=== Supplied records ===
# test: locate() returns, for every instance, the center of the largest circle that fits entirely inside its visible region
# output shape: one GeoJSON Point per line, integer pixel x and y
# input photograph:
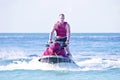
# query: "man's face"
{"type": "Point", "coordinates": [62, 18]}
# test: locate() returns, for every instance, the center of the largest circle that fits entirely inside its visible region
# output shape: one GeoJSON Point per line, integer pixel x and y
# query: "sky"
{"type": "Point", "coordinates": [39, 16]}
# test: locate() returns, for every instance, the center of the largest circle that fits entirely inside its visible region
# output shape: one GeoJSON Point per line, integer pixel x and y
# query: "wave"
{"type": "Point", "coordinates": [83, 65]}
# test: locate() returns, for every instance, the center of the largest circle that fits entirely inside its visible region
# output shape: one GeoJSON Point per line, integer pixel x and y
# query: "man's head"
{"type": "Point", "coordinates": [61, 17]}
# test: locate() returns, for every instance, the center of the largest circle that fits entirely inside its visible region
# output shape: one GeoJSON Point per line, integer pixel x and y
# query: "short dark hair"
{"type": "Point", "coordinates": [62, 15]}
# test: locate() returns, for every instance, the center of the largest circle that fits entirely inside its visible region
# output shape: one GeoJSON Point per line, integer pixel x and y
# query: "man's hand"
{"type": "Point", "coordinates": [67, 42]}
{"type": "Point", "coordinates": [49, 41]}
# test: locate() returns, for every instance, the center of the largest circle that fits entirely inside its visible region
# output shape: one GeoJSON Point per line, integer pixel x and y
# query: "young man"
{"type": "Point", "coordinates": [62, 30]}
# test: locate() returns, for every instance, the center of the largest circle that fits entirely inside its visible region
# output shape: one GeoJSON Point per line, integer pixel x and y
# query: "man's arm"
{"type": "Point", "coordinates": [51, 34]}
{"type": "Point", "coordinates": [68, 32]}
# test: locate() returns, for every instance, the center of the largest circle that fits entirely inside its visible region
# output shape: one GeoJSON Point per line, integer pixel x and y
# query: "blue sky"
{"type": "Point", "coordinates": [38, 16]}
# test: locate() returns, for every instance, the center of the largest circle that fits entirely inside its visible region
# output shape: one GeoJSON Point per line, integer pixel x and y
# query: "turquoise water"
{"type": "Point", "coordinates": [96, 54]}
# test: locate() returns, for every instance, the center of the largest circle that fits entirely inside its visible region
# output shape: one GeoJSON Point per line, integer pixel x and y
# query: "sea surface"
{"type": "Point", "coordinates": [96, 54]}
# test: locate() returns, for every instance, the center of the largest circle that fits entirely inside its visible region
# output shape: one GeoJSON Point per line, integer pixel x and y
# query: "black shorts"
{"type": "Point", "coordinates": [62, 40]}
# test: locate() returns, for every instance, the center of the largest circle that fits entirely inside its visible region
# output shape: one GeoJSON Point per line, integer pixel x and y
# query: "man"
{"type": "Point", "coordinates": [62, 29]}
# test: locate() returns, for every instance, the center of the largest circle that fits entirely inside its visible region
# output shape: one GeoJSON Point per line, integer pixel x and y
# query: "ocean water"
{"type": "Point", "coordinates": [96, 54]}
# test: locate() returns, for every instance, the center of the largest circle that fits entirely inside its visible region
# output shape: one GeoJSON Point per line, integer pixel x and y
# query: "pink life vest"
{"type": "Point", "coordinates": [61, 29]}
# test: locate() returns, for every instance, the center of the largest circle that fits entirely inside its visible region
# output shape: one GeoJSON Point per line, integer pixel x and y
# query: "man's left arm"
{"type": "Point", "coordinates": [68, 32]}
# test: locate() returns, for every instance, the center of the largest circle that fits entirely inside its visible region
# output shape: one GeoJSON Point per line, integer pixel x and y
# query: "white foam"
{"type": "Point", "coordinates": [85, 65]}
{"type": "Point", "coordinates": [12, 53]}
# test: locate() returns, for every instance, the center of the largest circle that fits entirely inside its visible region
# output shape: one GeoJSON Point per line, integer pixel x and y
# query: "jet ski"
{"type": "Point", "coordinates": [55, 53]}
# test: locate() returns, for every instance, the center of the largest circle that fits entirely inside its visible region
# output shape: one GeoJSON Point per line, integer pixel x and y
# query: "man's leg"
{"type": "Point", "coordinates": [67, 50]}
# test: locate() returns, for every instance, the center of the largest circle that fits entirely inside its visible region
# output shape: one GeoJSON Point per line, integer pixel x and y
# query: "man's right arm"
{"type": "Point", "coordinates": [51, 34]}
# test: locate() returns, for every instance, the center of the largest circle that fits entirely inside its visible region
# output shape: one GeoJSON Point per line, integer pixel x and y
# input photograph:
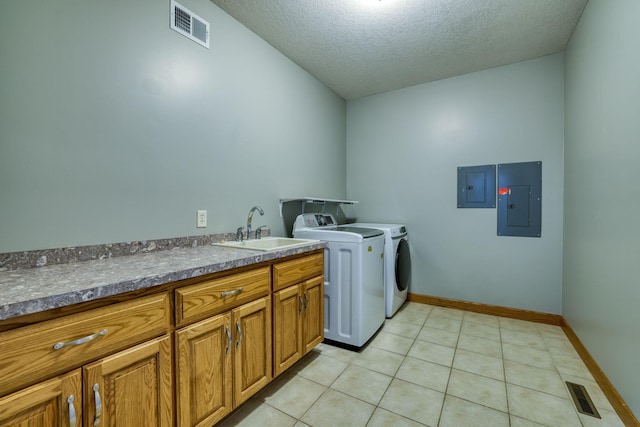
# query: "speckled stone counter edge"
{"type": "Point", "coordinates": [40, 258]}
{"type": "Point", "coordinates": [35, 290]}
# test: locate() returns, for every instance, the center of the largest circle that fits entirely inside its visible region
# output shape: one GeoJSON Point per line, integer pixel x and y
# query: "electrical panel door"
{"type": "Point", "coordinates": [477, 186]}
{"type": "Point", "coordinates": [520, 199]}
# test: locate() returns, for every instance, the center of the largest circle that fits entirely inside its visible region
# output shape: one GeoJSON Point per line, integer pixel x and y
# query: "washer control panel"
{"type": "Point", "coordinates": [319, 220]}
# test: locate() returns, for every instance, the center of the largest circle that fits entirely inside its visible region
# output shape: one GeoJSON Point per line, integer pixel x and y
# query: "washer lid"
{"type": "Point", "coordinates": [364, 232]}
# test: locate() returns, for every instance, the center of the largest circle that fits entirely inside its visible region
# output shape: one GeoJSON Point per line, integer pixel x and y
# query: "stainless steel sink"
{"type": "Point", "coordinates": [268, 243]}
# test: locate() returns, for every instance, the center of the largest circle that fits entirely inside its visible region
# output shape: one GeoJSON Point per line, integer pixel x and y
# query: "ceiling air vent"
{"type": "Point", "coordinates": [189, 24]}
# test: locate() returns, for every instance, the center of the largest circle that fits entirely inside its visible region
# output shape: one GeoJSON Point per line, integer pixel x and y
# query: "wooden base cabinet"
{"type": "Point", "coordinates": [298, 322]}
{"type": "Point", "coordinates": [131, 388]}
{"type": "Point", "coordinates": [221, 362]}
{"type": "Point", "coordinates": [53, 403]}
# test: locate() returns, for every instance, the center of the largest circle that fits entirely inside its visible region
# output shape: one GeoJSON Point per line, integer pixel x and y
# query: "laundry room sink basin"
{"type": "Point", "coordinates": [268, 243]}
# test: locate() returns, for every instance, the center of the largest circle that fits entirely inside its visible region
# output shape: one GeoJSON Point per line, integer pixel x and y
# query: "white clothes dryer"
{"type": "Point", "coordinates": [397, 264]}
{"type": "Point", "coordinates": [354, 281]}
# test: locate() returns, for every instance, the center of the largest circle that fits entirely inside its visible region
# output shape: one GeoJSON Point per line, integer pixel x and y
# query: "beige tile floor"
{"type": "Point", "coordinates": [433, 366]}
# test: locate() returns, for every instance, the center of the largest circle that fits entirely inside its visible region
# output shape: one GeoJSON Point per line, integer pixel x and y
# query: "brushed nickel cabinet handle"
{"type": "Point", "coordinates": [72, 411]}
{"type": "Point", "coordinates": [239, 329]}
{"type": "Point", "coordinates": [233, 292]}
{"type": "Point", "coordinates": [59, 345]}
{"type": "Point", "coordinates": [229, 339]}
{"type": "Point", "coordinates": [98, 400]}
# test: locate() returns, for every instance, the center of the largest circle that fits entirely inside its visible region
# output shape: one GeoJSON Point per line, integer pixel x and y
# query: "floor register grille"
{"type": "Point", "coordinates": [581, 399]}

=== Problem ===
Locate each line in the items above that includes the string "sink", and copy those lines out. Case counts when matching.

=== Output ===
# query: "stainless steel sink"
# query: "laundry room sink basin"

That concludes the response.